## Exercise materials
——————————

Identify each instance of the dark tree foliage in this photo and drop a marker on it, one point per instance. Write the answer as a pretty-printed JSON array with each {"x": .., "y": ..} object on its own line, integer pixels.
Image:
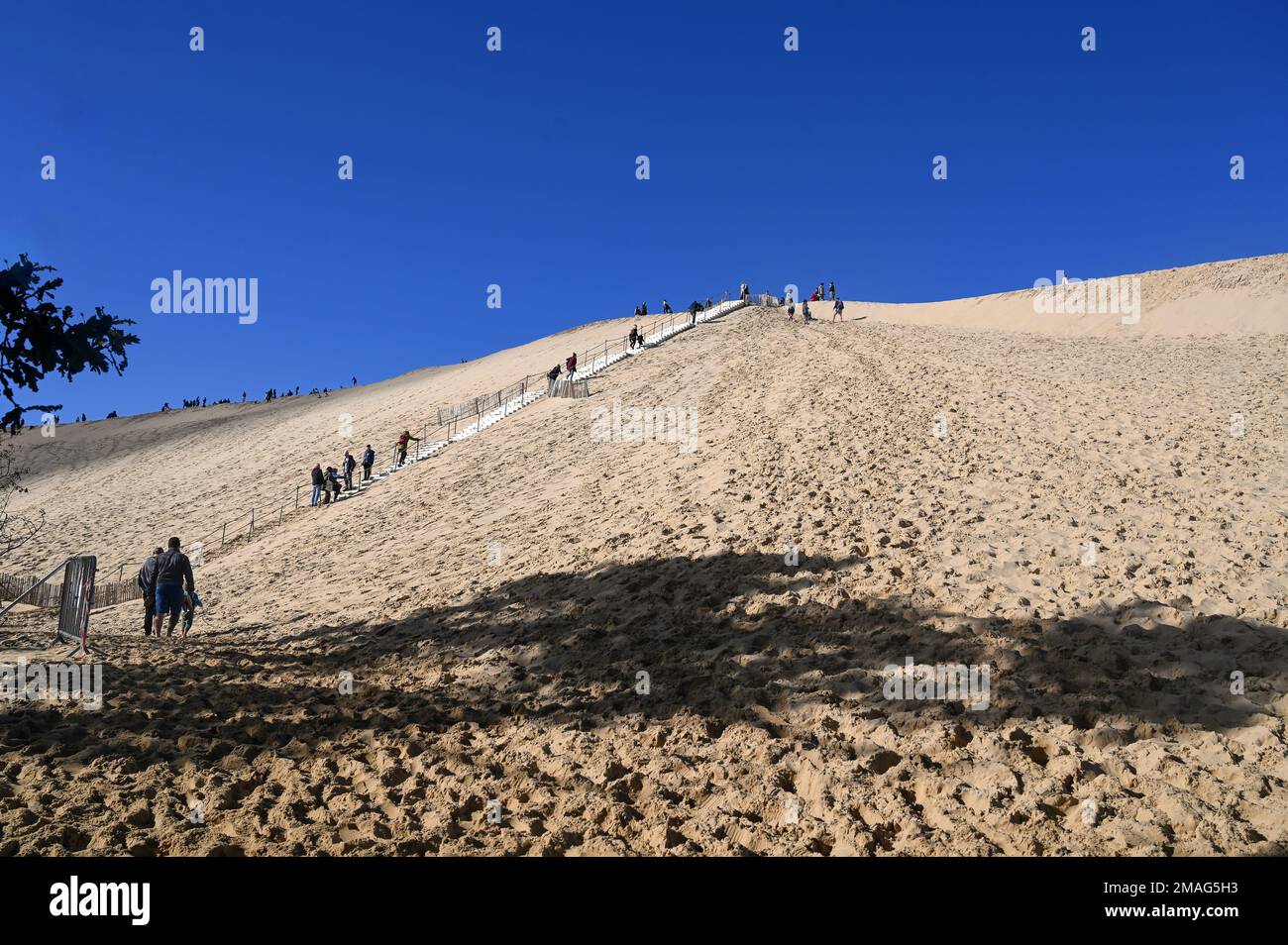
[{"x": 42, "y": 339}]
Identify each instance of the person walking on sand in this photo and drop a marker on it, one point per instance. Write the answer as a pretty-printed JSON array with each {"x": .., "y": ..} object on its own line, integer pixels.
[
  {"x": 403, "y": 439},
  {"x": 147, "y": 582},
  {"x": 174, "y": 576},
  {"x": 317, "y": 483}
]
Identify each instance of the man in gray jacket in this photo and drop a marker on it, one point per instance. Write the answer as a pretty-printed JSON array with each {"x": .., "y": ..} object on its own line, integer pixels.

——————————

## What to do
Return each line from the material above exactly, but not the pictures.

## Correct result
Identify each instance of the dark tree foliage in this photo and drop a marker on it, one point per instance. Write the answer as a pretty-printed JSON array with each {"x": .., "y": ..} object on its own line, integer pixels.
Image:
[{"x": 42, "y": 339}]
Identify each instance of the person walking on sand in this photo and drop a marker on it, one point per instance. Write the answer as a pretty-printed JSON array with each {"x": .., "y": ..} object on its own line, integer pixels.
[
  {"x": 403, "y": 439},
  {"x": 147, "y": 582},
  {"x": 174, "y": 576},
  {"x": 317, "y": 483}
]
Identify each instance of the man in gray jacket in this photo and drop a marker on it, one point per instance. Write the answer as a pretty-printed JSON array with each {"x": .., "y": ..} object on its own line, integer pixels.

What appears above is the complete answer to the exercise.